Material for the task below:

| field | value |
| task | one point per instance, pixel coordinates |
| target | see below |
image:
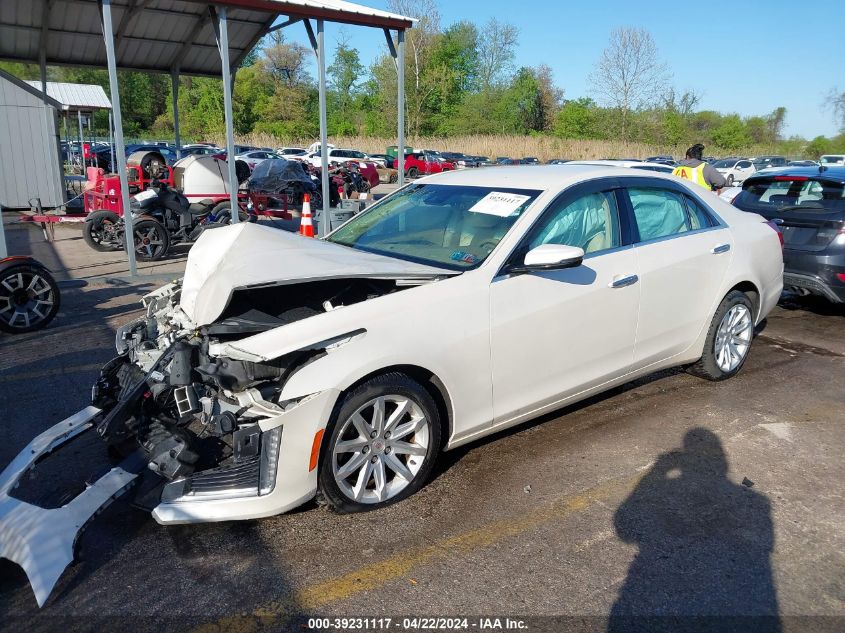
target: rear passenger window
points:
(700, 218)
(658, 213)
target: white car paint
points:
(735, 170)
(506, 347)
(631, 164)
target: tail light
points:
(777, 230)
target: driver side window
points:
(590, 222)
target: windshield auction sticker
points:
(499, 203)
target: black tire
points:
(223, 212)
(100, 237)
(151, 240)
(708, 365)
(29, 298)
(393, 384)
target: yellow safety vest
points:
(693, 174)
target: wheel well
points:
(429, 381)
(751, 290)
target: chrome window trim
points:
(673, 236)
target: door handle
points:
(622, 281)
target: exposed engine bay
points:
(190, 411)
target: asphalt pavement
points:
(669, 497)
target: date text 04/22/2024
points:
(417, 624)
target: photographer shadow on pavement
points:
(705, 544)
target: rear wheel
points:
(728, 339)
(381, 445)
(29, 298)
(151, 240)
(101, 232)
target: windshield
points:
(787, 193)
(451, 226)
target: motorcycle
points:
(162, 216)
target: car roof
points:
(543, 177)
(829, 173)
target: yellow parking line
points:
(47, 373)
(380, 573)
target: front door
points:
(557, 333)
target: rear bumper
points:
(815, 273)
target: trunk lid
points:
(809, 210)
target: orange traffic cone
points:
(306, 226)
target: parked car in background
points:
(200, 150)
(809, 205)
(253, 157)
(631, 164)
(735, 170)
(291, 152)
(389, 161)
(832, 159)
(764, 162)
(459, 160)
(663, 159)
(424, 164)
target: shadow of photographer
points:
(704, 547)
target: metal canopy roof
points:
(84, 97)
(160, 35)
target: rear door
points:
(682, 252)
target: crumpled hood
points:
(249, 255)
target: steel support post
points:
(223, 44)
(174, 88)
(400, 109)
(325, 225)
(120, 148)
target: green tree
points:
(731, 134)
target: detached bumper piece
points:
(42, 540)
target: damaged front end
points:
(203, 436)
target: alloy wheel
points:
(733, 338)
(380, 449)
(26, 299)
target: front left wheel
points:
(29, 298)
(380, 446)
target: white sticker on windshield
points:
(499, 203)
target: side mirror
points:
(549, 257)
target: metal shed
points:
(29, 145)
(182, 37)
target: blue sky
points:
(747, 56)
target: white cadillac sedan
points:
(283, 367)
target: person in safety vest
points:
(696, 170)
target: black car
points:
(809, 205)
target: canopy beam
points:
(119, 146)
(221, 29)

End of Material for the task.

Task instructions
Of the lines above, copy each one that contains the word "sticker".

Result of the task
target: windshield auction sticker
target: white sticker on windshield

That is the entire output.